(The task): Print the lines of the records exactly as they appear, beginning with the line that contains "bracelet in the image above." and continuing through the end of the records.

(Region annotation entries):

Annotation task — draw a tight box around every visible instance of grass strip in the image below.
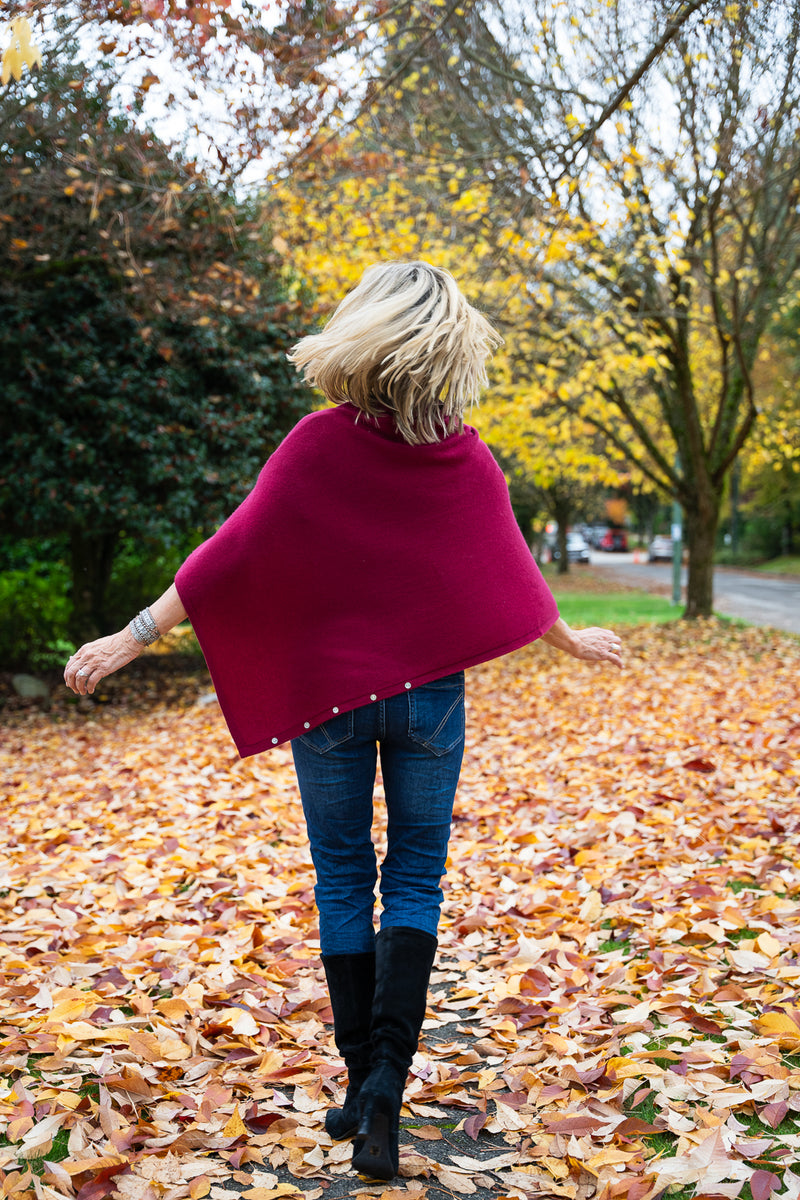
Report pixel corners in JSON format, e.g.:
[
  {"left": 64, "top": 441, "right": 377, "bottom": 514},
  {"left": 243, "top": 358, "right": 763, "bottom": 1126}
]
[{"left": 554, "top": 584, "right": 682, "bottom": 626}]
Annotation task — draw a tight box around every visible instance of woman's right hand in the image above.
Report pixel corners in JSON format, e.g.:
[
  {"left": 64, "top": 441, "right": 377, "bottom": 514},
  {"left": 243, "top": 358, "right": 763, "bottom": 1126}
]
[{"left": 64, "top": 626, "right": 144, "bottom": 696}]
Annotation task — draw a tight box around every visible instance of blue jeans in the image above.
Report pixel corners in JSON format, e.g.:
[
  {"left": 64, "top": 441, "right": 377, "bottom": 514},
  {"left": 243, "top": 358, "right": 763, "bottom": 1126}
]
[{"left": 291, "top": 671, "right": 464, "bottom": 954}]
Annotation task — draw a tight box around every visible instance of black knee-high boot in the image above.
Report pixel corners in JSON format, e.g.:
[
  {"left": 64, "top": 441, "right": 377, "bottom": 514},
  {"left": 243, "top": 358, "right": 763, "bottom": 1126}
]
[
  {"left": 323, "top": 953, "right": 375, "bottom": 1141},
  {"left": 353, "top": 926, "right": 437, "bottom": 1180}
]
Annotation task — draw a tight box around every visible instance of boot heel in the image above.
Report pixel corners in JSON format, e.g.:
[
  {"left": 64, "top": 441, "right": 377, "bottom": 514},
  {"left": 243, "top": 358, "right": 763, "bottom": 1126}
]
[{"left": 353, "top": 1105, "right": 397, "bottom": 1180}]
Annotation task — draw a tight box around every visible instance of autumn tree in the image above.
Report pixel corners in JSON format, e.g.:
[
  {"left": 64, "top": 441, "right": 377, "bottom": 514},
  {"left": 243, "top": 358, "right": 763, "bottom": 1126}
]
[
  {"left": 0, "top": 58, "right": 309, "bottom": 636},
  {"left": 357, "top": 0, "right": 800, "bottom": 616}
]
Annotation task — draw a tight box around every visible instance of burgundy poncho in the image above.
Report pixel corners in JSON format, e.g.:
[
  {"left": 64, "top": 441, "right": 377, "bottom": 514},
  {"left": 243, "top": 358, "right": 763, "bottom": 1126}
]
[{"left": 175, "top": 404, "right": 558, "bottom": 757}]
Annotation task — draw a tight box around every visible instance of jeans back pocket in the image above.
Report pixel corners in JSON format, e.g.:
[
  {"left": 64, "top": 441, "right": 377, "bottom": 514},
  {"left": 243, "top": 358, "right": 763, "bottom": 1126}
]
[
  {"left": 408, "top": 671, "right": 464, "bottom": 757},
  {"left": 299, "top": 712, "right": 354, "bottom": 754}
]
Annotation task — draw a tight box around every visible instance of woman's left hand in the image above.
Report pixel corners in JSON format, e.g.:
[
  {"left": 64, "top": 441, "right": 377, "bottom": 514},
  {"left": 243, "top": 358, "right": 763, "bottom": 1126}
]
[
  {"left": 572, "top": 626, "right": 622, "bottom": 667},
  {"left": 64, "top": 628, "right": 144, "bottom": 696}
]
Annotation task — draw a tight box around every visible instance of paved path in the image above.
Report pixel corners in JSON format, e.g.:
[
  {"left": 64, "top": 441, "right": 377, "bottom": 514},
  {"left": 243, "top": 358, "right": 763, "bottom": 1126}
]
[{"left": 591, "top": 553, "right": 800, "bottom": 634}]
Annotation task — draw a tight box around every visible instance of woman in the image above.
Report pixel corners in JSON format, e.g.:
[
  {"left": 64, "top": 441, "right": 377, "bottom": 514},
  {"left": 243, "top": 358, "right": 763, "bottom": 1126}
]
[{"left": 65, "top": 262, "right": 621, "bottom": 1178}]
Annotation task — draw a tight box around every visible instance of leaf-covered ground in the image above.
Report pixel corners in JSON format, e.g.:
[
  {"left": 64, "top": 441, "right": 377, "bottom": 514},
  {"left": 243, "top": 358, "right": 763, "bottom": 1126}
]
[{"left": 0, "top": 623, "right": 800, "bottom": 1200}]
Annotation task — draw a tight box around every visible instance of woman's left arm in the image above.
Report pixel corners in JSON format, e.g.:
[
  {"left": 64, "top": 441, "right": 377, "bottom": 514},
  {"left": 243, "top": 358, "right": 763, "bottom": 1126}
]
[
  {"left": 542, "top": 617, "right": 622, "bottom": 667},
  {"left": 64, "top": 583, "right": 186, "bottom": 696}
]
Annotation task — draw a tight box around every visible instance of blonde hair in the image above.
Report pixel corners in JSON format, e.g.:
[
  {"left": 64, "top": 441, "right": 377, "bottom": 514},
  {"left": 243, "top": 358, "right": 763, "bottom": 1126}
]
[{"left": 288, "top": 262, "right": 503, "bottom": 444}]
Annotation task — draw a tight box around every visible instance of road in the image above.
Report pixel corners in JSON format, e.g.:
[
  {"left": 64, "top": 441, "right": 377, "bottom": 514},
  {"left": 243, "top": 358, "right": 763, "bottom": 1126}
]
[{"left": 591, "top": 551, "right": 800, "bottom": 634}]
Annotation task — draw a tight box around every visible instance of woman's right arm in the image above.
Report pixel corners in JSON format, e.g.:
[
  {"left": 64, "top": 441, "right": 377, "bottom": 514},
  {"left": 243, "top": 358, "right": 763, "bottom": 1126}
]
[{"left": 64, "top": 583, "right": 186, "bottom": 696}]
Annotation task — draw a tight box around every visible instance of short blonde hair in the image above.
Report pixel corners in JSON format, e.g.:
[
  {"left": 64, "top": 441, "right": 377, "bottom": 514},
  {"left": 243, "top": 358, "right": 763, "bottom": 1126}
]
[{"left": 289, "top": 262, "right": 503, "bottom": 444}]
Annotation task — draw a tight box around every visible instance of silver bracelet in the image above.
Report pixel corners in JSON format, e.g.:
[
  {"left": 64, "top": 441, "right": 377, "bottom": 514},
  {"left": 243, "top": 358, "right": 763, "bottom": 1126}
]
[{"left": 128, "top": 608, "right": 161, "bottom": 646}]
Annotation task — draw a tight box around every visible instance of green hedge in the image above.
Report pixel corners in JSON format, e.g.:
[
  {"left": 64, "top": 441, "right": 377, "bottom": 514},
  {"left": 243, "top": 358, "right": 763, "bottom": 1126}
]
[{"left": 0, "top": 563, "right": 77, "bottom": 671}]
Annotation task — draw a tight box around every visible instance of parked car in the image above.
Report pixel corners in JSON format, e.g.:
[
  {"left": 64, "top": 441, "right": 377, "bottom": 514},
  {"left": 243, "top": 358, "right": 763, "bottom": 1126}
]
[
  {"left": 553, "top": 530, "right": 591, "bottom": 563},
  {"left": 599, "top": 529, "right": 627, "bottom": 550},
  {"left": 584, "top": 524, "right": 608, "bottom": 550},
  {"left": 648, "top": 533, "right": 672, "bottom": 563}
]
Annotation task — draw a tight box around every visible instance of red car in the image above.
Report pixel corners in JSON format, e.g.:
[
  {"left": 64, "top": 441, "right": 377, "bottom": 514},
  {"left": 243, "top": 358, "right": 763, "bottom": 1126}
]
[{"left": 600, "top": 529, "right": 627, "bottom": 550}]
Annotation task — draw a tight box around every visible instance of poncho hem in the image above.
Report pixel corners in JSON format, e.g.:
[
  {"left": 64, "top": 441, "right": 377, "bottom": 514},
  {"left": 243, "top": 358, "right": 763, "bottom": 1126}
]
[{"left": 225, "top": 612, "right": 559, "bottom": 758}]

(Result):
Annotation task — draw a tight box around every visible instance of silver bracelet in the image above.
Report pixel corners in JSON format, e.g.:
[
  {"left": 64, "top": 441, "right": 377, "bottom": 514},
  {"left": 243, "top": 358, "right": 763, "bottom": 1126}
]
[{"left": 128, "top": 608, "right": 161, "bottom": 646}]
Annotation task — draw a tight box around every visible instance of green hedge in the image above.
Report pixel corners in JSON format, e.g.:
[
  {"left": 64, "top": 441, "right": 377, "bottom": 514},
  {"left": 243, "top": 358, "right": 763, "bottom": 1126}
]
[{"left": 0, "top": 563, "right": 77, "bottom": 671}]
Annotation task — draw a tight box around every visible instance of parked car in the image above.
Report pixel corners in JSON format, e.g.:
[
  {"left": 64, "top": 441, "right": 377, "bottom": 514},
  {"left": 243, "top": 358, "right": 763, "bottom": 1126}
]
[
  {"left": 553, "top": 530, "right": 591, "bottom": 563},
  {"left": 599, "top": 529, "right": 627, "bottom": 550},
  {"left": 584, "top": 524, "right": 608, "bottom": 550},
  {"left": 648, "top": 533, "right": 672, "bottom": 563}
]
Annotation task — draw a tight box around every visible instance of red car in the image above.
Report pixel corners in JSON format, e.g.:
[
  {"left": 64, "top": 441, "right": 377, "bottom": 514},
  {"left": 243, "top": 358, "right": 763, "bottom": 1126}
]
[{"left": 600, "top": 529, "right": 627, "bottom": 550}]
Annotation task — draw a tight box around every visible instance of poncho hem in the image above.
Report pixel corners in JSON format, e.g.:
[
  {"left": 64, "top": 441, "right": 377, "bottom": 514},
  {"left": 243, "top": 358, "right": 763, "bottom": 1126}
]
[{"left": 225, "top": 612, "right": 559, "bottom": 758}]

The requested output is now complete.